● **Problem**
Tally the lines in the rows that contain the string "white", treating uppercase and lowercase as different, and give only the number.

--- Start of Records provided ---

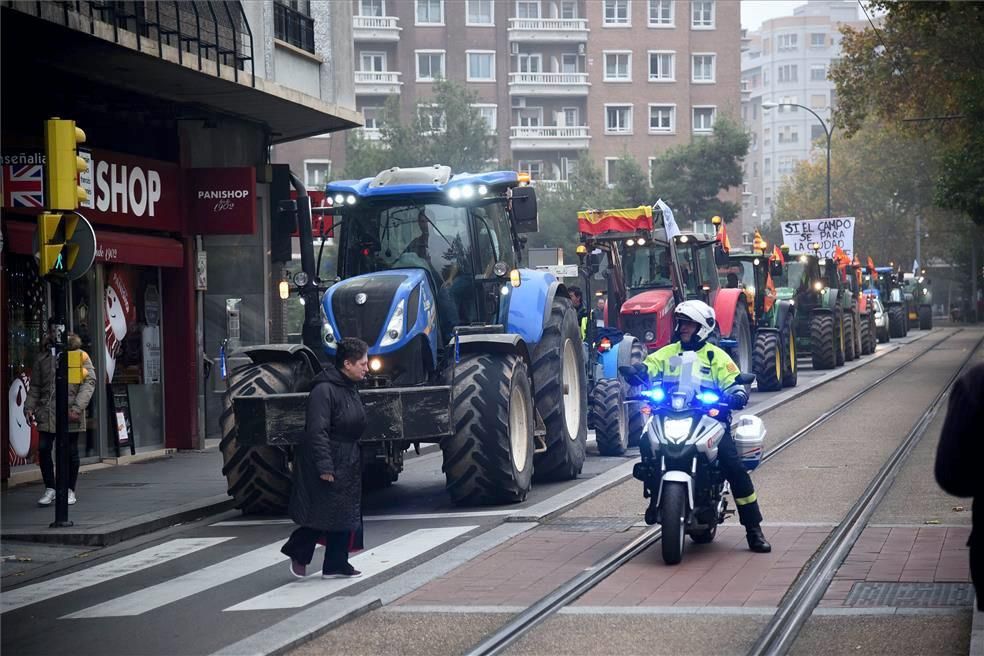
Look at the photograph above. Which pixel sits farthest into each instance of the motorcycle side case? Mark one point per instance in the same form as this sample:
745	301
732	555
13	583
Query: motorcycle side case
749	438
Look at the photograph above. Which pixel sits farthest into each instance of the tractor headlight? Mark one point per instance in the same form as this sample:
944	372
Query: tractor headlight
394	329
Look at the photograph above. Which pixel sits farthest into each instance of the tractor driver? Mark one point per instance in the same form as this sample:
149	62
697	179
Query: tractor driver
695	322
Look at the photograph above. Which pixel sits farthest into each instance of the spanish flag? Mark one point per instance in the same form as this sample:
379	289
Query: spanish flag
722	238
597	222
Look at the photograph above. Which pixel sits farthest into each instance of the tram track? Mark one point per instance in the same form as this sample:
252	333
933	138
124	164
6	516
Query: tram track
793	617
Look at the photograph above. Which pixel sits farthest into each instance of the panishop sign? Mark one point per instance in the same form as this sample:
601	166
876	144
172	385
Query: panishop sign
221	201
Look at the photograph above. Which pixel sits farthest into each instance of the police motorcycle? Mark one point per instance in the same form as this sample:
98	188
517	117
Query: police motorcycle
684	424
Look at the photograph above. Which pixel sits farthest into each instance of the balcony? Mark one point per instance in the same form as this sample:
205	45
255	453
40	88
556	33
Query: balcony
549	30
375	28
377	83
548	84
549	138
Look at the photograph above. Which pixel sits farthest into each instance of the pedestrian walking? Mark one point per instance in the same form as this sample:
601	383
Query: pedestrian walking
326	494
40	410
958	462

--- End of Records provided ---
--- Start of Records provided ---

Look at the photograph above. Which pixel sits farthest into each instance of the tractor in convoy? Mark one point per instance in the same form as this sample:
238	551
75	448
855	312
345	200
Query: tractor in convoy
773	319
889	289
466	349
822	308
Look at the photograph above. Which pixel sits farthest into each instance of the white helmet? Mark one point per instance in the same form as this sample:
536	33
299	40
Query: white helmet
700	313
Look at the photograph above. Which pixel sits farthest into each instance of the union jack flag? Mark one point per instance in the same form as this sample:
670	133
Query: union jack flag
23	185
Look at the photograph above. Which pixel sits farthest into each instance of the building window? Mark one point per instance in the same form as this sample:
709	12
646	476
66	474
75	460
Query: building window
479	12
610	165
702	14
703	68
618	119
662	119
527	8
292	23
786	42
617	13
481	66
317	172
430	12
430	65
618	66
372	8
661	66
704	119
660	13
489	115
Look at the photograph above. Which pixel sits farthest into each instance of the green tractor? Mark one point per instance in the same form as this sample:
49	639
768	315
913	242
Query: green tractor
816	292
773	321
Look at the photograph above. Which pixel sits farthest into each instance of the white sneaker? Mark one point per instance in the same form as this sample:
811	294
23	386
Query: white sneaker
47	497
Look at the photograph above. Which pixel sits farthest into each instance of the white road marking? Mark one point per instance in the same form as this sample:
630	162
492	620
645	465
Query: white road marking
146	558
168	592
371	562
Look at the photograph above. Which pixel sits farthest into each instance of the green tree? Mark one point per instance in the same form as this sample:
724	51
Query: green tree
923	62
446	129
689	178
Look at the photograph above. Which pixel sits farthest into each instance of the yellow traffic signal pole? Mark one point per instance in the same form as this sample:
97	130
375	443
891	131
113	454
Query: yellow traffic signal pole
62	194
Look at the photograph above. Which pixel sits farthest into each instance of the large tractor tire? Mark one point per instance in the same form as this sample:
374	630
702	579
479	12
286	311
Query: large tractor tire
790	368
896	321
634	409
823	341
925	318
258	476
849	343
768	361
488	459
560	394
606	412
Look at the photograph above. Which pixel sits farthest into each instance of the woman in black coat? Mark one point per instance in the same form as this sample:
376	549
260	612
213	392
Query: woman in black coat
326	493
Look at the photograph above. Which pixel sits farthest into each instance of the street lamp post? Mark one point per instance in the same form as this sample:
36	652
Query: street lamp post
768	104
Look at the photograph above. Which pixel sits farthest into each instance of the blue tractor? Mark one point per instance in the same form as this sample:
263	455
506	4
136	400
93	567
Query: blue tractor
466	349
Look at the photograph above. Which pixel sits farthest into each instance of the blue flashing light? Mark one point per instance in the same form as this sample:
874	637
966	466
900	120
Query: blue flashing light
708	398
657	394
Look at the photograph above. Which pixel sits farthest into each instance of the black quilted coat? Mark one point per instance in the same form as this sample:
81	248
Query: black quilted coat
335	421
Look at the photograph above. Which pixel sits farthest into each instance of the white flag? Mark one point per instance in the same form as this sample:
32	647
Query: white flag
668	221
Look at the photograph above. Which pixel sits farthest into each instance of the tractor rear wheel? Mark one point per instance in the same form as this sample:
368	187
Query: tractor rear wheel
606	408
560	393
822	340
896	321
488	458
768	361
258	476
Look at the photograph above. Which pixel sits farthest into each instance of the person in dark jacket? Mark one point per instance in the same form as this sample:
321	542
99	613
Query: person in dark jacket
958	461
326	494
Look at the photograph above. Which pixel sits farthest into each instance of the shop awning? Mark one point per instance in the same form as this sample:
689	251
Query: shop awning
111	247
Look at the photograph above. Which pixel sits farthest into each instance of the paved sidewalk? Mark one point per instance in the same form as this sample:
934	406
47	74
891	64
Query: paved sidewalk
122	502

--- End of Records provided ---

● **Reply to the exercise**
8